> **Énoncé du problème**:
Reprenez le billet de blog consacré aux histoires de chats et écrivez la suite à partir de sa dernière phrase.

Sacrip'Anne

« Oui, je sais très bien, depuis longtemps, que j’ai un cœur déraisonnable, mais, de le savoir, ça ne m’arrête pas du tout. » (Colette)

vendredi 8 novembre 2024

Histoires de chats. Et de chiens. Et d'amour.

Voilà. Je suis officiellement une mémère à chats qui poste des histoires de chats. Comme ça c'est clair. Et puis c'est à la demande générale d'au moins deux personnes sans compter celles qui ne savent pas qu'elles auraient adoré me réclamer cette histoire. En plus le truc que j'ai en tête pour le couvent n'est pas encore passé de mes rêveries à mes doigts, donc : pourquoi pas ?

> **Données fournies**:

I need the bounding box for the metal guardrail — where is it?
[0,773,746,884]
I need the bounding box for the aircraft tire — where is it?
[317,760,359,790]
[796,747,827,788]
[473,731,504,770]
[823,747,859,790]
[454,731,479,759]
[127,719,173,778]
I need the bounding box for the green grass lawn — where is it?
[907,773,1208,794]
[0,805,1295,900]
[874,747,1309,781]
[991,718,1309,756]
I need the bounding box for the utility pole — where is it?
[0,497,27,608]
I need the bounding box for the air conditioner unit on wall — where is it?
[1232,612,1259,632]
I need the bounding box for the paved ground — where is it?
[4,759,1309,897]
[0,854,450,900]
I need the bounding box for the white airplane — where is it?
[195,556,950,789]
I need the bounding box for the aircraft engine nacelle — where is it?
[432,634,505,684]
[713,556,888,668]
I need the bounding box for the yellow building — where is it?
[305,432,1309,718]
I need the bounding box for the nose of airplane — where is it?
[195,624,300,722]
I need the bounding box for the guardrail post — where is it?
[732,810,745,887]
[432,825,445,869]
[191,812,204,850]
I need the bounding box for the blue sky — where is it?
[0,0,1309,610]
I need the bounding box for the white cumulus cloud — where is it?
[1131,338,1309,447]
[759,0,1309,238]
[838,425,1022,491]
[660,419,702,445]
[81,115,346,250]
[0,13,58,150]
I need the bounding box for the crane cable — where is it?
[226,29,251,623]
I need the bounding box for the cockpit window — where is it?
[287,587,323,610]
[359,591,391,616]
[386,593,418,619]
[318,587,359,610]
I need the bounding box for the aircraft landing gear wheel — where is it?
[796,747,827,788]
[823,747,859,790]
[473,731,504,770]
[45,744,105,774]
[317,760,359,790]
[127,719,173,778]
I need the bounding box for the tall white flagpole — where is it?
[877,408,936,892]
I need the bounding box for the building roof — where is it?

> **La réponse**:
Je tiens d'ailleurs à rétablir des faits à l'attention des ennemis des chats. Beaucoup d'entre vous pensent que les chats sont indifférents et qu'ils nous haïssent. C'est évidemment complètement faux (écrit-elle avec les bras de part et d'autre d'une créature noire comme l'enfer installée entre le clavier et la femme, obligée, par un lever de tête, de déposer un bisou entre ses oreilles velues toutes les 7 à 9 secondes). Je tiens, à l'origine, de Moukmouk, un grand faux ennemi des chats à qui je pense toujours beaucoup[1], que les chats ont inventé un langage pour nous parler.

En effet, les chats ne miaulent pas entre eux, dans la nature. Ils miaulent exclusivement à destination des humains, dans une tentative parfaitement loupée d'imiter notre langage. Certes, vous pourriez me dire qu'ils ont inventé le miaulement pour nous insulter et nous menacer, mais sérieusement, qui se donnerait la peine de développer un langage entier et sa grammaire uniquement pour ça ? Ecoutez-les, leurs miaulements, leurs modulations, ceux qui montent, ceux qui descendent, les petits, les rauques, les miaulements pépiements du chat qui vous raconte sa journée quand vous rentrez le soir, vous verrez, ils nous imitent. Mal, mais ils nous imitent.

Bref.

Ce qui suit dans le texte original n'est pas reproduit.